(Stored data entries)
----

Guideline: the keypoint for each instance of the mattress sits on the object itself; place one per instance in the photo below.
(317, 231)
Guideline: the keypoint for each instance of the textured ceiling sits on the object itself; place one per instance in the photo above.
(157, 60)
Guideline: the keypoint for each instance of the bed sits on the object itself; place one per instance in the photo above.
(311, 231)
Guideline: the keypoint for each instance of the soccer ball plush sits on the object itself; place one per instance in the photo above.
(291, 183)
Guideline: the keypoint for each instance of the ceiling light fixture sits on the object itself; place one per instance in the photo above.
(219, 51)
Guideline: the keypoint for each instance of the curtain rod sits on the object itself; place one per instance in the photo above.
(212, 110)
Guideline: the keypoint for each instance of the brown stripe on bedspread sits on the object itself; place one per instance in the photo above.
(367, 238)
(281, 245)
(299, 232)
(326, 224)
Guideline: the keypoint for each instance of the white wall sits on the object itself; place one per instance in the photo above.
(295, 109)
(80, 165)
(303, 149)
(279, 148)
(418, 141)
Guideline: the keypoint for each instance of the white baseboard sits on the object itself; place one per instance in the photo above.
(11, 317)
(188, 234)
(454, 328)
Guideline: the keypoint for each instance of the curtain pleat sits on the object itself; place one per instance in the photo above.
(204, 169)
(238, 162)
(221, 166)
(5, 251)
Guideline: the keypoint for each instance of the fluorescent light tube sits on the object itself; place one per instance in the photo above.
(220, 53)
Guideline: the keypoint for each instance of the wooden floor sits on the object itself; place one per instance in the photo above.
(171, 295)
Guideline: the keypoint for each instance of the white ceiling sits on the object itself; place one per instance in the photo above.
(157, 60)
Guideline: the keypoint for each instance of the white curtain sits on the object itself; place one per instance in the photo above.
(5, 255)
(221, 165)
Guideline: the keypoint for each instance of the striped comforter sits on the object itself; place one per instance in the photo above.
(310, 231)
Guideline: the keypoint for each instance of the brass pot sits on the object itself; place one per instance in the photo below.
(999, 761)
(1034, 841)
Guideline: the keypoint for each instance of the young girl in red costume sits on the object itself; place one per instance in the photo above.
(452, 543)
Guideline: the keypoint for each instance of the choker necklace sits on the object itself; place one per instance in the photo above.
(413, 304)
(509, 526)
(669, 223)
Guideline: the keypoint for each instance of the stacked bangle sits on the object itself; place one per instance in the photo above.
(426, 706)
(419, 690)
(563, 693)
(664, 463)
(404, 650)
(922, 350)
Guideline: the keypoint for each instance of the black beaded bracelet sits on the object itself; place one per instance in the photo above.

----

■ **PROBLEM DESCRIPTION**:
Each of the entries must be written out again exactly.

■ **WORKED SOLUTION**:
Guideline: the keypoint for each instance of the mattress sits on the object itself; place one per instance in the photo below.
(317, 231)
Guideline: the keypoint for each instance of the textured ceiling sits on the object itself; place one per instance in the photo above.
(157, 60)
Guideline: the keypoint for each instance of the bed sits on the object itself; place one per instance in the photo above.
(311, 231)
Guideline: the keypoint for each instance of the soccer ball plush sits on the object itself; place one per instance in the photo above.
(291, 183)
Guideline: the keypoint for each instance of the ceiling light fixture sits on the object itself; place one per instance in the photo above.
(219, 51)
Guideline: the keypoint for each instance of the curtain rod sits on the object itself; place one per instance in the photo above.
(212, 110)
Guideline: the keypoint for each instance of the brown stripe on bedspread sits on the object itself; place one per instance in the photo above.
(367, 238)
(281, 245)
(299, 232)
(326, 224)
Guideline: the keypoint for each instance of the white wall sits on the object itself; place one per instance in the photo above.
(295, 109)
(80, 165)
(303, 149)
(279, 148)
(418, 141)
Guideline: the keypoint for each instance of the white baseboard sits on the object itself; place one per instance in the photo above.
(11, 317)
(188, 234)
(454, 328)
Guideline: the keypoint for each instance of the curtain pleat sits on the object itself; place one per instance in the photo above.
(204, 169)
(238, 162)
(221, 166)
(5, 251)
Guideline: the keypoint for each instance of the fluorescent light tube sits on the object itself; place one per instance in the photo above.
(220, 53)
Guideline: the keypoint for each instance of the wooden floor sits on the object itself; place one per instance in the photo above.
(171, 295)
Guideline: the keypoint for each instance of the white ceiling sits on the object itself; place one per instance in the photo above.
(157, 60)
Guideline: the keypoint for each instance of the white curtain sits on the object itself; place one per instance in the photo above.
(5, 255)
(221, 165)
Guideline: the keypoint for each instance of the striped comforter sits on the object itself; place one per instance in the photo above.
(310, 231)
Guideline: the keypoint for each instance of the brass pot sits on the object itself; place one per instance in the photo below.
(999, 761)
(1034, 841)
Guideline: the keypoint for each instance of the young girl in red costume sits on the object itself; place one per instance in the photo above.
(452, 543)
Guideline: the keypoint for each instance of the choker necklace sits on the object itself; place one per instance in the photo above.
(413, 304)
(509, 526)
(669, 223)
Guideline: the keypoint for each instance of the stacked bangle sits on the object itself; place one per instance in the photo above.
(426, 706)
(419, 690)
(563, 693)
(664, 463)
(404, 650)
(922, 350)
Guideline: the keypoint for each instance of the black beaded bracelet sits on the object itself; place one per instance in the photo above.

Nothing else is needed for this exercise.